*Exercise brief*.
Pull out every line of the records that contains the string "wall", copying each one in full. Case counts.

[Point annotations for photos]
* Start *

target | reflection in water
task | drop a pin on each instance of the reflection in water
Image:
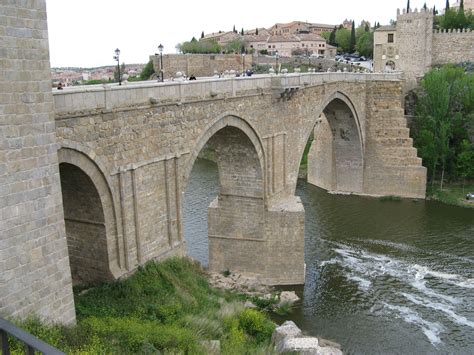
(381, 276)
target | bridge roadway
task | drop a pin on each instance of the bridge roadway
(126, 153)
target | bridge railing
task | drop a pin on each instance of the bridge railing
(109, 97)
(32, 344)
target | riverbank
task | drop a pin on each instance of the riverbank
(166, 307)
(452, 194)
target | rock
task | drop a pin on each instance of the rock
(288, 297)
(286, 330)
(288, 338)
(306, 345)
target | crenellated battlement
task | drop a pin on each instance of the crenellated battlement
(414, 11)
(453, 30)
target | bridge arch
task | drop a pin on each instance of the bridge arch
(228, 119)
(89, 216)
(236, 216)
(336, 157)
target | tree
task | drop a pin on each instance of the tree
(332, 37)
(444, 112)
(352, 42)
(465, 161)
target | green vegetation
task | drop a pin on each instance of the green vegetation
(453, 18)
(452, 194)
(443, 125)
(165, 307)
(147, 71)
(199, 47)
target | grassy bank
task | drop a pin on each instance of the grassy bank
(165, 307)
(452, 194)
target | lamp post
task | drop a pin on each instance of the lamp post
(277, 55)
(160, 48)
(117, 58)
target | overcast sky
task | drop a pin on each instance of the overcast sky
(86, 32)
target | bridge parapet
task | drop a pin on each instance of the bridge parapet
(107, 98)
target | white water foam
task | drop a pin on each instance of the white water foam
(446, 309)
(364, 268)
(432, 330)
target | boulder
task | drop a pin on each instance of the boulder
(288, 297)
(288, 338)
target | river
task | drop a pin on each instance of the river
(381, 276)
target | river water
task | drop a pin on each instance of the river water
(381, 276)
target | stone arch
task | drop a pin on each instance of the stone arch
(90, 219)
(336, 157)
(236, 216)
(390, 66)
(228, 119)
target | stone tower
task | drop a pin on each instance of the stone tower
(35, 277)
(414, 42)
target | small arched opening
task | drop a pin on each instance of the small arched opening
(335, 158)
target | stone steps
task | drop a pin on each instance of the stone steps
(402, 161)
(395, 142)
(402, 132)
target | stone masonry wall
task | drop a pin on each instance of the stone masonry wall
(34, 266)
(453, 46)
(200, 64)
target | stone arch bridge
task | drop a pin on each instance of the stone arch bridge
(126, 153)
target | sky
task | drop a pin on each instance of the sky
(85, 33)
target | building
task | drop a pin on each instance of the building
(412, 46)
(222, 38)
(468, 5)
(298, 27)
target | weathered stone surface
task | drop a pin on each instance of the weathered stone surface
(288, 338)
(288, 297)
(35, 277)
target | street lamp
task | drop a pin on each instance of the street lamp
(117, 58)
(277, 55)
(160, 48)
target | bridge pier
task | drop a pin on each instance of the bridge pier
(274, 254)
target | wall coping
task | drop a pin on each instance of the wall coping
(109, 97)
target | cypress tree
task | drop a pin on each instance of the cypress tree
(353, 39)
(332, 37)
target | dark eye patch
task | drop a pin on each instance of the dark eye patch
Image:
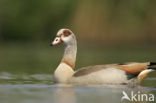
(66, 32)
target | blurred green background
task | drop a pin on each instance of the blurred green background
(108, 31)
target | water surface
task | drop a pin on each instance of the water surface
(39, 88)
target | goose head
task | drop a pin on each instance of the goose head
(64, 36)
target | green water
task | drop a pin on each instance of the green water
(26, 74)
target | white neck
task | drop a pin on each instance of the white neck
(69, 56)
(66, 68)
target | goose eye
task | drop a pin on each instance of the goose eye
(66, 32)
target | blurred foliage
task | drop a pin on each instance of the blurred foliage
(23, 20)
(106, 21)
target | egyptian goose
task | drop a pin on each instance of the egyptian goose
(98, 74)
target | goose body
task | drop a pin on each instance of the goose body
(98, 74)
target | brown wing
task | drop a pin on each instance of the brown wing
(129, 68)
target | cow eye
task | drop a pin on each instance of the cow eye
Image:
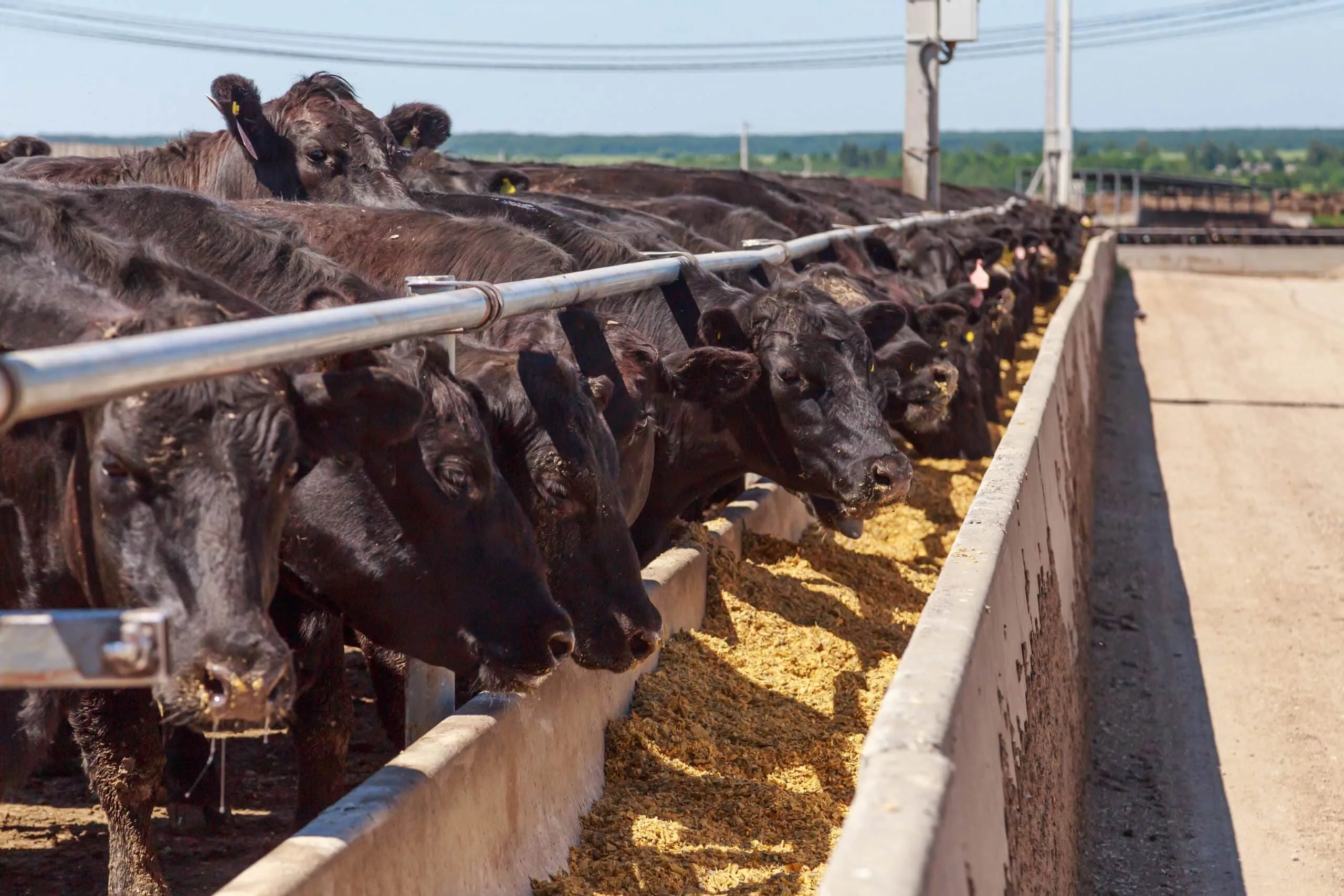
(114, 469)
(555, 489)
(455, 476)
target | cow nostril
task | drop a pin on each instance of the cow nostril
(217, 688)
(561, 645)
(891, 476)
(643, 645)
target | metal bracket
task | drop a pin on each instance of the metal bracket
(84, 649)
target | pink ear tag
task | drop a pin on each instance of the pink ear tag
(980, 277)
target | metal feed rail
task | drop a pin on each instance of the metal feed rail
(51, 381)
(90, 648)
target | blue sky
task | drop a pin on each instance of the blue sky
(1285, 76)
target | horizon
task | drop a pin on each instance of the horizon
(1278, 76)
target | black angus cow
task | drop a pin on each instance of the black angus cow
(366, 534)
(172, 500)
(23, 148)
(810, 422)
(315, 141)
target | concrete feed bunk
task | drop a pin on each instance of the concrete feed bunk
(972, 775)
(737, 765)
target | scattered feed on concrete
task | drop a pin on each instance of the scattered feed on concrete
(738, 760)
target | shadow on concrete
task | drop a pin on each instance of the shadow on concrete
(1156, 815)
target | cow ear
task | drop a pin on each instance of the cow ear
(710, 376)
(237, 100)
(601, 388)
(355, 410)
(418, 125)
(881, 321)
(722, 328)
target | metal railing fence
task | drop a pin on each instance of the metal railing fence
(51, 381)
(90, 648)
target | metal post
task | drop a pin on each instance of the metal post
(920, 150)
(1050, 151)
(1066, 100)
(430, 691)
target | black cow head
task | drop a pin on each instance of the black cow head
(812, 421)
(316, 141)
(711, 378)
(562, 462)
(424, 547)
(182, 503)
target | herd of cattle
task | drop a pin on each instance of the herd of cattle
(491, 520)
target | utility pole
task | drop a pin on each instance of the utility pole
(932, 26)
(1066, 102)
(1050, 151)
(920, 141)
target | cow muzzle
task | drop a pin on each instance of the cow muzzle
(229, 690)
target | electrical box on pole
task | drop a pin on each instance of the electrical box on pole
(933, 27)
(959, 20)
(1065, 175)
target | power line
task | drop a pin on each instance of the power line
(832, 53)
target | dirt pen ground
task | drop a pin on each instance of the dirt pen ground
(1218, 590)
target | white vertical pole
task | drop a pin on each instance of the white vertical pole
(1066, 101)
(920, 141)
(1050, 151)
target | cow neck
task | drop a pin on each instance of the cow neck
(593, 356)
(685, 309)
(84, 544)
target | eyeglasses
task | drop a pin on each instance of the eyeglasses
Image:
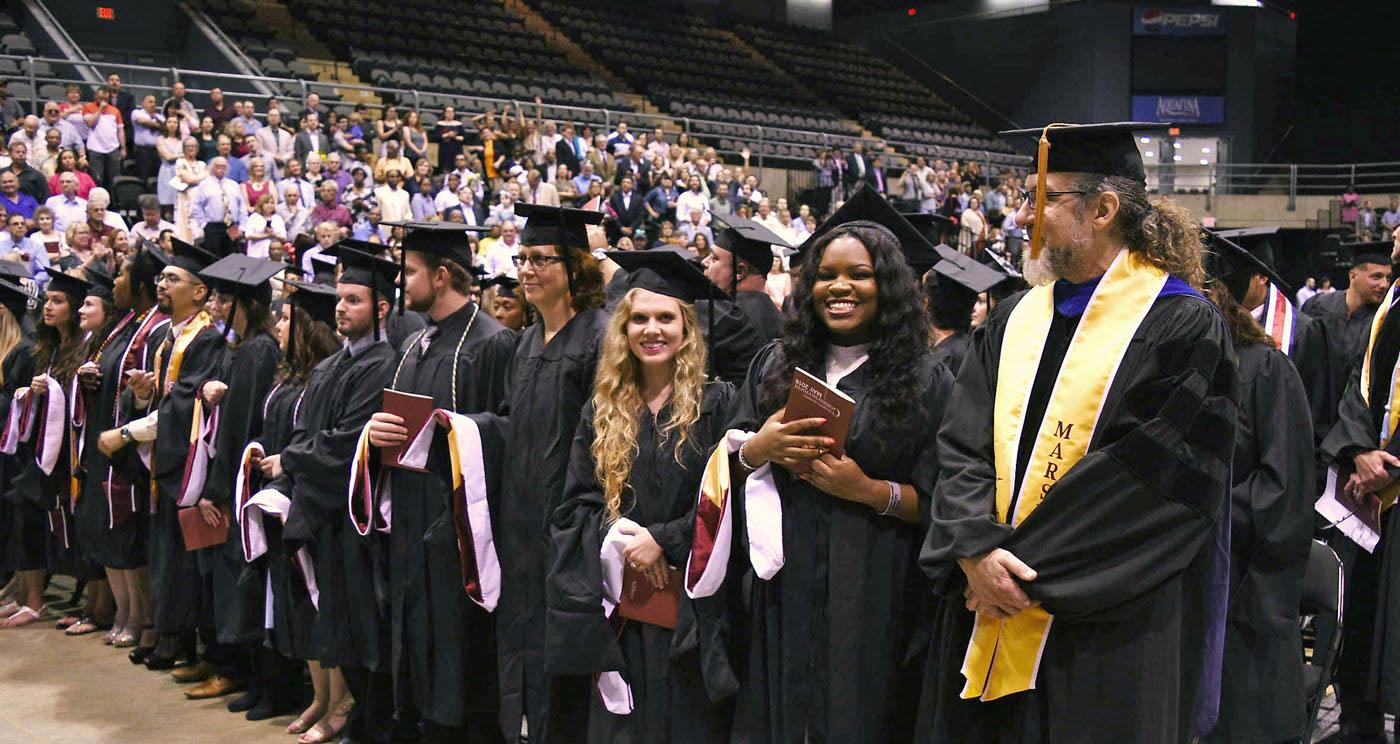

* End *

*Answer to the task*.
target | stone masonry wall
task | drop a pin on each instance of the stone masonry wall
target | wall coping
task | drop a pin on each instance of the wall coping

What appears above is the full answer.